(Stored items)
↓↓↓
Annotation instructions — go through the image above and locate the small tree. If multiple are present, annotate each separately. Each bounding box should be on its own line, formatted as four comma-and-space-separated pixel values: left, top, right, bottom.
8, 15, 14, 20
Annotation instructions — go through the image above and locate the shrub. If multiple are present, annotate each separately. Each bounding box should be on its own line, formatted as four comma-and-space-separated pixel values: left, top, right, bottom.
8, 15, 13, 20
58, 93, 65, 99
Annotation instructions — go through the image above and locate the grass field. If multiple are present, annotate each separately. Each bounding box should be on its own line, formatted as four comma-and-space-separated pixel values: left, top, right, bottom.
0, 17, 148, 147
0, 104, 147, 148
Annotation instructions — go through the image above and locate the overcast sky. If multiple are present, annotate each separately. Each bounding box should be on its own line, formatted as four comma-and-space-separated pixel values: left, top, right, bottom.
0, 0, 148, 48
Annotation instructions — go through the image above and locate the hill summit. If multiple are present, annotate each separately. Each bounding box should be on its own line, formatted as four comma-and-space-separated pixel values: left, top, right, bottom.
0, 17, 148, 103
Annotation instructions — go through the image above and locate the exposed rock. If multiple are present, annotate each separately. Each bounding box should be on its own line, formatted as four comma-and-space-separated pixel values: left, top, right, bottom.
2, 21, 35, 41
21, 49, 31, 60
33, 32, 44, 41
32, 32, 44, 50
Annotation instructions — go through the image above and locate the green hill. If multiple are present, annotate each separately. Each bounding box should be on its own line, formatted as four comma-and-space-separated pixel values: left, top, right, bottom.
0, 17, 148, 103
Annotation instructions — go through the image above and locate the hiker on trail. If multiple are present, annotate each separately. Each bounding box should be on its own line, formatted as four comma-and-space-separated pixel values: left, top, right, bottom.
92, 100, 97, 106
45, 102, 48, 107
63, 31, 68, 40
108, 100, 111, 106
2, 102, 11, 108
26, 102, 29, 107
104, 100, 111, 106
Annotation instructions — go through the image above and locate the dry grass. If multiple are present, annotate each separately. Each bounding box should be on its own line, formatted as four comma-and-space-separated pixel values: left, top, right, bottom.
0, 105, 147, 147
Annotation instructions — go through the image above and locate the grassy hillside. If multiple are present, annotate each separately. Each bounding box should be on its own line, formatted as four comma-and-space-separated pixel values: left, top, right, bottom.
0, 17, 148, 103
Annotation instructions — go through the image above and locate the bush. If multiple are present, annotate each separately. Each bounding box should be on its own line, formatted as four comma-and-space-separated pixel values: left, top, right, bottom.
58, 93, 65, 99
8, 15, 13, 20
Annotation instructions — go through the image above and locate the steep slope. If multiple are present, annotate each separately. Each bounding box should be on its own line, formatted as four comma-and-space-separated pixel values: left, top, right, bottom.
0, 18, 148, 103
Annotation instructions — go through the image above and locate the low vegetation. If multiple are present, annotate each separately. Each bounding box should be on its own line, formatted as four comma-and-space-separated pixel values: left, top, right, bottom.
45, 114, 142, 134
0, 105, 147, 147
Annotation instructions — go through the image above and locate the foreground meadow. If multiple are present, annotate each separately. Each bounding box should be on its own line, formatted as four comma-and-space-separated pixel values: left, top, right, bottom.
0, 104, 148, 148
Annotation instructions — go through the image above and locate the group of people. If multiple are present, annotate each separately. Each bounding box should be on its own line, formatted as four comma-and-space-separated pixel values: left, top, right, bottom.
↑↑↑
## Problem details
Restating the data word for word is the whole task.

## Solution to this task
Annotation instructions — go through the image above and locate the small tree. If multiple are present, annotate each separately. Each bounding box should be on its own line, formatted as four comma-and-space-separated pixel values: left, top, right, bottom.
8, 15, 14, 20
Annotation instructions — go through the image above and locate the shrub. If multiple are present, annotate each separately. Each bounding box should be on its own line, formatted as four comma-and-space-separated pixel values: left, top, right, bottom.
8, 15, 13, 20
58, 93, 65, 99
Annotation instructions — go through the image above and locate the grass field. If multiple are present, annotate each separately. Each bounding box should be on its own line, formatted as four comma-and-space-separated pixel values: left, top, right, bottom.
0, 17, 148, 147
0, 104, 147, 148
Annotation instructions — go through the image above and locate the overcast sky. If multiple are present, annotate each separately. Each bounding box should be on its own line, formatted as four comma-and-space-separated pixel values: left, top, right, bottom.
0, 0, 148, 48
Annotation instructions — go through the image above and locate the hill summit. If multiple are present, annotate each separately. Each bounding box should be on its own line, formatted as four comma-and-space-separated pixel values: left, top, right, bottom.
0, 17, 148, 103
Annotation instructions — go through the image above and locate the exposed rock. If multiple are present, annotate each separately. Each bounding box should be on its own line, formatted as four comma-and-space-separated pixel values: left, top, right, bottom.
2, 21, 35, 41
21, 49, 31, 60
33, 32, 44, 41
32, 32, 44, 50
Annotation instructions — go through the image above and locate the green hill. If multiple are present, annotate each separately. Each bounding box should be on its own line, formatted as four comma-and-space-separated pixel values: left, top, right, bottom.
0, 17, 148, 103
Annotation instructions — go through the image above and locate the hiker on trail. If multiple are present, annotate each separately. Each bounding box should be on its own line, formatted as four comma-and-space-separated pixel values: left, top, right, bottom.
92, 100, 97, 106
45, 102, 48, 107
63, 31, 68, 40
108, 100, 111, 106
2, 102, 11, 108
26, 102, 29, 107
104, 100, 111, 106
Annotation instructions — go through the image above and locate the dry grass. If multiple are present, annotate each separately. Each bounding box should be on its own line, formatted as four comma-and-space-separated pixel values: left, top, right, bottom.
0, 105, 147, 147
Annotation instructions — go through the image above and locate the grassy hillside. If multiple are present, annotate each separately. Each bounding box should be on its own line, formatted as four comma-and-space-separated pixel values: left, top, right, bottom.
0, 17, 148, 103
Annotation instructions — go through the image above and locate the bush. If multiple are present, annotate each separately. Each bounding box should be on its own line, formatted as four comma-and-space-separated pixel values: left, top, right, bottom.
58, 93, 65, 99
8, 15, 13, 20
Annotation instructions — go through the image above and locate the steep slope. If multiple are present, annotate each separately. Each bounding box should be on its own line, formatted as four comma-and-space-separated pixel values: left, top, right, bottom.
0, 18, 148, 103
Annotation instructions — go through the image above and locate the low vegetation. If multiple are present, annotate each separately. Each bounding box should be on its own line, formatted as four comma-and-space-separated pixel values: left, top, right, bottom.
45, 114, 142, 134
0, 105, 147, 147
Annotation instructions — go through the image above and locate the foreground meadow. If multiple are present, annotate each separately. Each bounding box should be on its own line, formatted as four comma-and-space-separated pixel values: left, top, right, bottom.
0, 104, 148, 148
Annotation instructions — go through the image above and locate the group of people. If multiple are present, annotate each separately. Each bounding box should be on its own line, formatted as four comma-and-space-separated pixel values: left, top, right, bottom.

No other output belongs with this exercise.